--- start Text excerpt ---

UNITED ARAB EMIRATES: Feminism Matters Because…There Are Too Many Reasons To List

skater girl

In March, I wrote a post in honor of Gloria Steinem’s birthday, in which I mentioned that when Steinem spoke at my college graduation way back in the 1980s, my friends and I had wished for a speaker who was more “relevant.”  In our innocence, we believed that Steinem had won her fight; we were graduating from a women’s college and thought that fight for gender equality had been more or less won.

More than two decades later, I wish I could say that Steinem was irrelevant and that gender inequality is something we only read about in the history books.

When I wrote that post about Steinem, I was thinking about the Common Core curriculum, which relegates women’s contributions to history to the sidelines.  Now, of course, we are all confronted with the horror that’s unfolding in Nigeria, and while the plight of those schoolgirls devastates me, it has become, in my mind, another instance in a long list of the ways in which groups (comprised mostly of men) attempt to score political points by seizing control of women’s lives.  As an example, think about the Tea Party conservatives in the US, who prove their conservative bona fides in the United States by voting against support for Planned Parenthood, or Head Start, or universal kindergarten, or…

What is so scary about educating a girl? In the middle ages, accusations of witchcraft were often leveled against women who had amassed too much wealth or land, or who in some way differed from those around them.  We teach our children that things like the Salem witch trials happened because “people didn’t know better” or because of “mass hysteria” but sometimes I wonder how far we have progressed since those days.  What happens to women who challenge the status quo–or who have the potential to challenge the status quo?  Don’t they still run the risk of being punished, whether literally or figuratively?

--- end Text excerpt ---
--- start Data excerpts ---

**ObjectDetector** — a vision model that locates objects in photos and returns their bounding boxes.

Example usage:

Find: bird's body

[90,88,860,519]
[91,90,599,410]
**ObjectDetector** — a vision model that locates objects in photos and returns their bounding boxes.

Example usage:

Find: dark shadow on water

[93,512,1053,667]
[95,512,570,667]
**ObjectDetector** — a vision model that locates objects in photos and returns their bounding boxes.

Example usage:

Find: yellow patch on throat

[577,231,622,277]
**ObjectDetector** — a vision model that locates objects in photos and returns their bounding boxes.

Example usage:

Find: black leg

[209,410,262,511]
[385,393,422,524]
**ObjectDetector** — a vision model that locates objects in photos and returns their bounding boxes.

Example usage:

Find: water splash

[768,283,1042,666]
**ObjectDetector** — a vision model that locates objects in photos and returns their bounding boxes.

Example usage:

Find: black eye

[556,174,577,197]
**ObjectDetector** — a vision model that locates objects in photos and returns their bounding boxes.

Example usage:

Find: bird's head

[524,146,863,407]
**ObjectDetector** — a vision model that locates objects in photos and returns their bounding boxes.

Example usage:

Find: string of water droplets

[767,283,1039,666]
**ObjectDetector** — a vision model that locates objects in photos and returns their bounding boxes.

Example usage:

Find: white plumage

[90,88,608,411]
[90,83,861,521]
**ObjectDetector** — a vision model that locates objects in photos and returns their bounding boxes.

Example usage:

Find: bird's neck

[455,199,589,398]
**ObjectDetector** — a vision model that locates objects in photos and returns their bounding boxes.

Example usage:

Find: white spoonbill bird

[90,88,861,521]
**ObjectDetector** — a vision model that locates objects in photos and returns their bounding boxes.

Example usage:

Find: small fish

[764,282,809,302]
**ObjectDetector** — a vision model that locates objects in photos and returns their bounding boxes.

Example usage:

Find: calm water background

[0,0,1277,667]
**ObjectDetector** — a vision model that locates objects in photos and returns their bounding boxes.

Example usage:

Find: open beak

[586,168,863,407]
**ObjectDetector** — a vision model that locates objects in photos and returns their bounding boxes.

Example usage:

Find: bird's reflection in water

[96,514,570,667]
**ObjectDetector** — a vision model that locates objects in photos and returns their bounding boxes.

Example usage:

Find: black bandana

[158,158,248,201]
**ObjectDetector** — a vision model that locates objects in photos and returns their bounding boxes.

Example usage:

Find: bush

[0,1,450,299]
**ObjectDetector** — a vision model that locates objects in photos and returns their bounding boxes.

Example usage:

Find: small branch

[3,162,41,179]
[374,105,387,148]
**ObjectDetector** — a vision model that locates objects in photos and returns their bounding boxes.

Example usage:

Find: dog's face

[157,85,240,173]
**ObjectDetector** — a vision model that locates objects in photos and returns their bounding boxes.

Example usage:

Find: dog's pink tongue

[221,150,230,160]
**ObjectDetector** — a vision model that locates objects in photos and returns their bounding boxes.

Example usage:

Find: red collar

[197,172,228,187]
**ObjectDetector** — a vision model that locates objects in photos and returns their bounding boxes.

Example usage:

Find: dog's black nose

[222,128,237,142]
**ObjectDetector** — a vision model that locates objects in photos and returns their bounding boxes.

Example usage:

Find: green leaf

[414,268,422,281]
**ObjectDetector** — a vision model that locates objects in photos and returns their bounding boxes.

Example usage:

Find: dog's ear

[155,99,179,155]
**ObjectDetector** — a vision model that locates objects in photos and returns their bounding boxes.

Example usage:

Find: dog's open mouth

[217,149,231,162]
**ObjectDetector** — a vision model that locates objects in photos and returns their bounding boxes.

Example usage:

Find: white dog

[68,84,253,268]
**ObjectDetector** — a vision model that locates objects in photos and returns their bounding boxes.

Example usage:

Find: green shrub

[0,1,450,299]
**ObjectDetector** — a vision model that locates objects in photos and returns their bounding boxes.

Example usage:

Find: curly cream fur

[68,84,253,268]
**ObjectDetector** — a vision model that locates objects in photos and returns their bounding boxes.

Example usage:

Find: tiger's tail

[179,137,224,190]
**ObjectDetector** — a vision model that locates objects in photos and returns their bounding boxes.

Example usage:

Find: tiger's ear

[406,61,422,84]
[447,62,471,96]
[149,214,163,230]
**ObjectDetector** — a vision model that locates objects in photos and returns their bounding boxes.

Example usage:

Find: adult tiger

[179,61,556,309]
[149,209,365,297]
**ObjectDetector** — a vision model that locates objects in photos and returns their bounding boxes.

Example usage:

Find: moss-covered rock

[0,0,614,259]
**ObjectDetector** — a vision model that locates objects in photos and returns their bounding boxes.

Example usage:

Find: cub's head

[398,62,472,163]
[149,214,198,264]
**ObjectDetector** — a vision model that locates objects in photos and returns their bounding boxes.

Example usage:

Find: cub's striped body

--- end Data excerpts ---

What is expected – Could you go on with the feminism post, picking up after its last sentence? The listing plays no part here.

Result below –
It’s funny to me now, but when I first moved to Abu Dhabi the two most obvious indications that we’d left Manhattan behind—besides the searing heat—were the adhan and the abaya-clad women: religion and covered bodies. I found the abayas more unsettling than the call to prayer, even as I sometimes envied the women their public invisibility.  The longer we live here, however, my perceptions have changed so that I no longer see hijab as an automatic symbol of oppression or subjugation or second-class citizenry.

 I would imagine, however, that as women here, we’ve all had moments where we’ve felt marginalized, silenced, lesser: the day I trotted down the sidewalk to get in a waiting cab and the cab driver chastised me by saying “women should not run, madam, I will wait, and you should walk.” Or when a guard at the border crossing into Oman looked over at the passenger seat where I was sitting (in long trousers) with one foot propped on the dashboard and told me “to put my foot down, sit like a lady, more properly, sit properly.” When that happened my first impulse was to laugh: surely he couldn’t be serious? But, of course, he was serious. I put both feet on the floor and looked at the map so that I didn’t toss out a few well-chosen swear words.  (A general rule regardless of where you are: don’t swear at anyone, male or female, who is wearing a uniform at a border crossing.)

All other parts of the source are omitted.